DATA IN THIS EXERCISE ->
-=-=-

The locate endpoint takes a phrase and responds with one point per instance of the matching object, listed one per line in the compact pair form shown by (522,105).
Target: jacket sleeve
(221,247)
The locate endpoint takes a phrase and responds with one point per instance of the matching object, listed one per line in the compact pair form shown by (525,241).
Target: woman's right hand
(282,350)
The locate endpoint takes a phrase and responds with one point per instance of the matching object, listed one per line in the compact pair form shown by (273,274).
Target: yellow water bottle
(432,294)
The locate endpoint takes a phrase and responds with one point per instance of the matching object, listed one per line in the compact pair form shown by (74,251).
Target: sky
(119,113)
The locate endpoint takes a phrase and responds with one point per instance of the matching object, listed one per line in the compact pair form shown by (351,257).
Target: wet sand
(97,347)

-=-=-

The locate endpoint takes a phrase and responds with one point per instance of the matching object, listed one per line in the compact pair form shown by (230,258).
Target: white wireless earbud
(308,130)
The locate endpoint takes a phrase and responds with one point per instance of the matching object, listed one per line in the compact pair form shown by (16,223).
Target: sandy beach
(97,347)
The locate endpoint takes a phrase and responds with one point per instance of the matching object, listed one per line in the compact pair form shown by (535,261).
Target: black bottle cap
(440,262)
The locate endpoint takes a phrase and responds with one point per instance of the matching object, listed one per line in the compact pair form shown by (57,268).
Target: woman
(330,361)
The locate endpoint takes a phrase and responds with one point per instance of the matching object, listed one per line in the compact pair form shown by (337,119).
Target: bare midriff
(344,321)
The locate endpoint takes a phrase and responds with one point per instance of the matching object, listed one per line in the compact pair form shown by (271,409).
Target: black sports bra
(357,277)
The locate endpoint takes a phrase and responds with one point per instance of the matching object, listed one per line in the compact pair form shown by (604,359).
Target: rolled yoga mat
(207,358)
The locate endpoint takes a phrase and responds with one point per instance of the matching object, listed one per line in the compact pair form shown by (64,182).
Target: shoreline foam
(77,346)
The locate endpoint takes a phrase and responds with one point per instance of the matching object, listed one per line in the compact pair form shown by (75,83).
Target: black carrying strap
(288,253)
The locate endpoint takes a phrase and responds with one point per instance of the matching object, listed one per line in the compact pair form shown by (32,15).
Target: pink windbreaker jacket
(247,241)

-=-=-

TASK ITEM -> Beginning at the line above with "shown by (16,223)." and finishing at the line with "shown by (64,182).", return each line exactly and return nothing else.

ANSWER BOX ->
The locate endpoint takes a phrase and responds with one point per instance of the matching object, listed one per line in the compact pair form shown by (16,223).
Target: sandy beach
(97,347)
The locate endpoint takes a phrase and responds with one point per instance of the matching object, listed one per line in the compact pair form shown by (535,261).
Target: black bottle cap
(440,262)
The locate endpoint takes a phrase and responds with one point per instance of the matching object, listed one per line in the compact pair form shown by (57,268).
Target: woman
(330,361)
The locate endpoint takes a phrase and responds with one point per instance of the matching object, listed one per line in the compact pair form shown by (337,119).
Target: bare midriff
(344,321)
The locate endpoint takes a phrase and responds with one point per instance of the matching object, listed one per line in the compact pair form shown by (271,409).
Target: black sports bra
(357,277)
The locate endpoint takes a phrase and responds with one point per instance of the matching object, listed one per line in the compact pair form shown by (604,359).
Target: rolled yoga mat
(207,358)
The locate endpoint takes a phrase and responds with one point per instance of the matching object, listed one per line in the compact pair form shown by (64,182).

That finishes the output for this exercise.